AIM OF THE TASK
Transcribe the records below exactly as written, from the opening line through the line that contains "Where can you spot the tree trunk".

[Data excerpts]
Content starts

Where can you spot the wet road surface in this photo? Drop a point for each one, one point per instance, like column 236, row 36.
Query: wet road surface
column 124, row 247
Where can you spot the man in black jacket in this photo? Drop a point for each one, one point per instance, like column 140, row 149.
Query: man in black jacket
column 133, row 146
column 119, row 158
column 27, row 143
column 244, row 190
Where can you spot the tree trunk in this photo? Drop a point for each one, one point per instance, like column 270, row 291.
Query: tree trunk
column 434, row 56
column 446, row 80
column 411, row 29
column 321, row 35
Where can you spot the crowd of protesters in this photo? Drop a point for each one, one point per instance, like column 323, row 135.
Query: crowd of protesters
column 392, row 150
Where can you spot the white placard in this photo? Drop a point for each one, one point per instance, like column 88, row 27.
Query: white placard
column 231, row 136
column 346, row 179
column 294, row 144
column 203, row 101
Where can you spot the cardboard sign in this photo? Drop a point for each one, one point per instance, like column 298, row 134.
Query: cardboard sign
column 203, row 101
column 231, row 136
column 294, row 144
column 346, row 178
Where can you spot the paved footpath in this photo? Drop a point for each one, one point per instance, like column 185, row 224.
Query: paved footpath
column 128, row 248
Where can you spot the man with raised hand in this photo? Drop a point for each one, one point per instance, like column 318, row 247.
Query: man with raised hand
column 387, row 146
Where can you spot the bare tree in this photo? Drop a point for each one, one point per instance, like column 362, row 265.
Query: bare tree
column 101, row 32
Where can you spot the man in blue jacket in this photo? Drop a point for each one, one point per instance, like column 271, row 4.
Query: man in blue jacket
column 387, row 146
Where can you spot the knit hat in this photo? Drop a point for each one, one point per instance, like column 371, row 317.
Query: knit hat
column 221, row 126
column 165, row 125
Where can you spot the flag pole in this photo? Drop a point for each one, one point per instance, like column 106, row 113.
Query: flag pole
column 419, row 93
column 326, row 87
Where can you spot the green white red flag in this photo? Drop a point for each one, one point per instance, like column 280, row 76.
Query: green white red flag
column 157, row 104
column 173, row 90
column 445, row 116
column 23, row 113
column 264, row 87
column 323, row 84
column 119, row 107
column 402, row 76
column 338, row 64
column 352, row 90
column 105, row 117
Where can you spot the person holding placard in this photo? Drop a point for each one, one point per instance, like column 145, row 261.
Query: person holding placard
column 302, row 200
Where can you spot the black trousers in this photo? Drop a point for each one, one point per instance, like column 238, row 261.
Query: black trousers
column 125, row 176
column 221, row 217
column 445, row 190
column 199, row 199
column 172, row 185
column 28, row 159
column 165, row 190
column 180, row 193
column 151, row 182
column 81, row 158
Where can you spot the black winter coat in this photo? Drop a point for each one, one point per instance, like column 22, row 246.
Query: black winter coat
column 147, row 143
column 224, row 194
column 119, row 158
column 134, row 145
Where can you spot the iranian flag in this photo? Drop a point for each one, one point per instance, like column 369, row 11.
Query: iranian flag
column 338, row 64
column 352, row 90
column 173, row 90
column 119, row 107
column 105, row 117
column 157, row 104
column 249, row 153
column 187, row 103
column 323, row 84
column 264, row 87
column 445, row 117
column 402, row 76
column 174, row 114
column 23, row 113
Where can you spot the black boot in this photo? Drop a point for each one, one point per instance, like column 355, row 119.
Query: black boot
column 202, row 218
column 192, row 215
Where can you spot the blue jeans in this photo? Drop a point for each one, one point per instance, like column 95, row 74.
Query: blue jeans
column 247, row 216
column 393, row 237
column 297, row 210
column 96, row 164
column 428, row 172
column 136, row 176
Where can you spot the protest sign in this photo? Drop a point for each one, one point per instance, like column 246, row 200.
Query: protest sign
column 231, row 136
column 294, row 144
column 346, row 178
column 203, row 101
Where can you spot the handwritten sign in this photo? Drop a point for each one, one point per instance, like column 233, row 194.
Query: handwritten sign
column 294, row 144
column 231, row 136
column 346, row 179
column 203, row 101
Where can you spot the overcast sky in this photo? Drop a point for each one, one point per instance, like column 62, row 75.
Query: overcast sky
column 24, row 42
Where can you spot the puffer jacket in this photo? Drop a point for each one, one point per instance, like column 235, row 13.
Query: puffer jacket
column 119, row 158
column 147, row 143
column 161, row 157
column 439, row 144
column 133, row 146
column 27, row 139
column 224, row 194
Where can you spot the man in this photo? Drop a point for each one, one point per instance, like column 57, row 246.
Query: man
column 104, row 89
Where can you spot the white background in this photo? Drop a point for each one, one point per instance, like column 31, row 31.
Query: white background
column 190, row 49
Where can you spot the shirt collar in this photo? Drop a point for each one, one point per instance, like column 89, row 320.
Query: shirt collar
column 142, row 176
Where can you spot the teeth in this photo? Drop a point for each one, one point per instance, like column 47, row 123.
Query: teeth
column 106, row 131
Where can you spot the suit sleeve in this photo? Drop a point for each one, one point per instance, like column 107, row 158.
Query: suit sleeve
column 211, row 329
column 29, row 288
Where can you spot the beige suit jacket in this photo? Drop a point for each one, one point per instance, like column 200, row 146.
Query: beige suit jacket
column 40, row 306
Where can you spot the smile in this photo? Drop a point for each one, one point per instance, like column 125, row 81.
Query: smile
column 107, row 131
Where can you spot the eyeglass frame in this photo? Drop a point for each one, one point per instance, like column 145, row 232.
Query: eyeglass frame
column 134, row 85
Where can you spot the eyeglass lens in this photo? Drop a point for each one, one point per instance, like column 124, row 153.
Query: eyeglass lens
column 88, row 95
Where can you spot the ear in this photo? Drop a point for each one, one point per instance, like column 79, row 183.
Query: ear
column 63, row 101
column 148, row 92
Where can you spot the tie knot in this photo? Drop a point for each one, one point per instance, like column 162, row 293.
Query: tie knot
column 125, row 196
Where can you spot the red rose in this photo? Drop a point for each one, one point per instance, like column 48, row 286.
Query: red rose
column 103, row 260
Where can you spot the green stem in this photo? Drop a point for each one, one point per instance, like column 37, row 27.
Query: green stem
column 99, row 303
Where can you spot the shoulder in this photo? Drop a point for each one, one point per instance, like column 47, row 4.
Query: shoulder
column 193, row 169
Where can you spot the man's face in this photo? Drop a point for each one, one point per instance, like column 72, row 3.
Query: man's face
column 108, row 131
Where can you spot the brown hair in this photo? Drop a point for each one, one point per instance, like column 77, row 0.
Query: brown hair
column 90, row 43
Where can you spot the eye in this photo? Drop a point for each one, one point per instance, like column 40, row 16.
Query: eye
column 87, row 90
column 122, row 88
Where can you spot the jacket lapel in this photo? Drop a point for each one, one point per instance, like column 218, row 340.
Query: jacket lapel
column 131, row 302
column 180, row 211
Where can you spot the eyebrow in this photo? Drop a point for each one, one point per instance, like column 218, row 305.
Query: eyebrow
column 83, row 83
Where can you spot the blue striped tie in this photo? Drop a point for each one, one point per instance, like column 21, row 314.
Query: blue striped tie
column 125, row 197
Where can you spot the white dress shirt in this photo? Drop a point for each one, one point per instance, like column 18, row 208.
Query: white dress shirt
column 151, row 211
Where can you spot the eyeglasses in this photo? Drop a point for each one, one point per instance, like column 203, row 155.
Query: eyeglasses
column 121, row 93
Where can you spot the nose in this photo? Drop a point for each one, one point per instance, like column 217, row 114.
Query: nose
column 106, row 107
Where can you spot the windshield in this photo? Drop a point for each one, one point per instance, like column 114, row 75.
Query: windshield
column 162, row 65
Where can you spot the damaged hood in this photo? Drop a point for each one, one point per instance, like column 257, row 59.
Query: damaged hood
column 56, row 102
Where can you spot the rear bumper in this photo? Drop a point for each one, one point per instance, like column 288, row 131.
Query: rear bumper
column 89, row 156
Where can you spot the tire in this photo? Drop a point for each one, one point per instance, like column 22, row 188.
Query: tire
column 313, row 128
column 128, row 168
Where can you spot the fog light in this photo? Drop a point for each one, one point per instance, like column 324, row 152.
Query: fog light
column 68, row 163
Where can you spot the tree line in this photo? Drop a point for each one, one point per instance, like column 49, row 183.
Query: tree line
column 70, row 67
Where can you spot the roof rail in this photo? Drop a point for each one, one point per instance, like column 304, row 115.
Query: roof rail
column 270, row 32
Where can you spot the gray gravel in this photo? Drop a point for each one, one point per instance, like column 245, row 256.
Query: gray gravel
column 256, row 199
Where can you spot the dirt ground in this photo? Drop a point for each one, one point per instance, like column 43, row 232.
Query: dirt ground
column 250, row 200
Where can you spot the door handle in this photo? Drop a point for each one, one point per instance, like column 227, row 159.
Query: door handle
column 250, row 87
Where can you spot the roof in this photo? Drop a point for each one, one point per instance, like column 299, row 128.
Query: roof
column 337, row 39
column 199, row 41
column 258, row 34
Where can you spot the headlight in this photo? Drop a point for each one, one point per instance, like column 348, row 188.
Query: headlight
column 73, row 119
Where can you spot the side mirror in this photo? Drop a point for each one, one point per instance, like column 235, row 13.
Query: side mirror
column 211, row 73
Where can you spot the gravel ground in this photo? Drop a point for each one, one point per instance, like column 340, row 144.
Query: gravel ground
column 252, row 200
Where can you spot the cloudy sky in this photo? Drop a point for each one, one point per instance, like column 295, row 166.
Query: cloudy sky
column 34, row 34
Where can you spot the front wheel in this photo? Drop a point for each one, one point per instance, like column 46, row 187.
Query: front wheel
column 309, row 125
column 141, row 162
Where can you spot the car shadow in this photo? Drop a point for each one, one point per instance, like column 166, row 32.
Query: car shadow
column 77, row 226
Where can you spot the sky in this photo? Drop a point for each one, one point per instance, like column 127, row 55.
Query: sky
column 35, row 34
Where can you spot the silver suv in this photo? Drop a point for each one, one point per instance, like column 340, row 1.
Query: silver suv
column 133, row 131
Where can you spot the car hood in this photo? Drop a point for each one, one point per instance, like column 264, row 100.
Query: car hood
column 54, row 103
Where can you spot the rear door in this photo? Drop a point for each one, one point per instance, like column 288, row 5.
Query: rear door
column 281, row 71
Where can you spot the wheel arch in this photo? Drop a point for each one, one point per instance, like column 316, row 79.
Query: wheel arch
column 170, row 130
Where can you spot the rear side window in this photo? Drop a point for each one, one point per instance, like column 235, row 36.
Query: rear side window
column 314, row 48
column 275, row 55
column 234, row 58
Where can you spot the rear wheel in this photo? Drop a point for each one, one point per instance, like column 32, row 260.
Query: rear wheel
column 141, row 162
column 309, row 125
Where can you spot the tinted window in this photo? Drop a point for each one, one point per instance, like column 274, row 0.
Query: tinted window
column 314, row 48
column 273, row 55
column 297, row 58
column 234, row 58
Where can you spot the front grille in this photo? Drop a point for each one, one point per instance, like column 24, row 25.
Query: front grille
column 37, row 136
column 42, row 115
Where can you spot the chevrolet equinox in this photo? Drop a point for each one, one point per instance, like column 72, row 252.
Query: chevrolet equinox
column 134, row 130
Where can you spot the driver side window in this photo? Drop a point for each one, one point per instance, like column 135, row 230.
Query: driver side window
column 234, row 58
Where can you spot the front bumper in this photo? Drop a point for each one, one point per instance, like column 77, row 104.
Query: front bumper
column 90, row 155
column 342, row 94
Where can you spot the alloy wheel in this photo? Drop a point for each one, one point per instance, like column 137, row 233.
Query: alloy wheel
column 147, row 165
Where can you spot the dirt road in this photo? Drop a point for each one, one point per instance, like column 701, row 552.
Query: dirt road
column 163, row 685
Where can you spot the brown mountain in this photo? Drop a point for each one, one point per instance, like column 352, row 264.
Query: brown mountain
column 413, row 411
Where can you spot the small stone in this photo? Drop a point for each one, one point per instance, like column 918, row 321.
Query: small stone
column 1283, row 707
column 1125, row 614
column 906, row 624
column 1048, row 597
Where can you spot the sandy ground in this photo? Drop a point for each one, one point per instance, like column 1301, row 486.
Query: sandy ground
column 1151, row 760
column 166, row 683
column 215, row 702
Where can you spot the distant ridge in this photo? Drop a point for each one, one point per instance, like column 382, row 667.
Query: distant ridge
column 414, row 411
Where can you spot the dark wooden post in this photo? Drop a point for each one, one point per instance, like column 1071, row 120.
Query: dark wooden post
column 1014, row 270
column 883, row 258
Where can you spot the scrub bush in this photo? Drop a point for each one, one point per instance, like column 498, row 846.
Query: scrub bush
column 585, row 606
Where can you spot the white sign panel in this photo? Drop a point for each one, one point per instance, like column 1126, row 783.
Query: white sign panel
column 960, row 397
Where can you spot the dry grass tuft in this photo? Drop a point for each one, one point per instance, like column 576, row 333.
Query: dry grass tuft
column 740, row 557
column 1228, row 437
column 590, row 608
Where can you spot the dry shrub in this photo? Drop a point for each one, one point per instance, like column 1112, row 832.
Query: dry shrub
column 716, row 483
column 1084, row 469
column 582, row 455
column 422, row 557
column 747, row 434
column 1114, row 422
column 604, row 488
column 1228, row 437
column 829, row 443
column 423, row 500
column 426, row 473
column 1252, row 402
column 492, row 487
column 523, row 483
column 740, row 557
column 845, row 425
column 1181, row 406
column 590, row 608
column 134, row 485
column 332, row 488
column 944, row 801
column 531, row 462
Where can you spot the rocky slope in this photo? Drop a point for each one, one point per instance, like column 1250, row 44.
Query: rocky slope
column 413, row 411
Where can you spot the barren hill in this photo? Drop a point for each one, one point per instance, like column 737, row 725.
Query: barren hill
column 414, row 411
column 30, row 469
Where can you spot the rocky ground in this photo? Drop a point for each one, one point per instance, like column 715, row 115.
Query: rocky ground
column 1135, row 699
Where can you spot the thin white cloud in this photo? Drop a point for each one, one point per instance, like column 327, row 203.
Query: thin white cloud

Content ends

REPLY TO THE EXERCISE
Where can you spot the wet road surface in this photo? Drop a point for each one, one point per instance, like column 236, row 36.
Query: wet road surface
column 124, row 247
Where can you spot the man in black jacket in this photo? Drop a point for each one, one point per instance, like column 140, row 149.
Query: man in black jacket
column 133, row 146
column 119, row 158
column 27, row 143
column 244, row 190
Where can you spot the tree trunk in this photo? Drop a point for each one, one point per instance, like column 270, row 291.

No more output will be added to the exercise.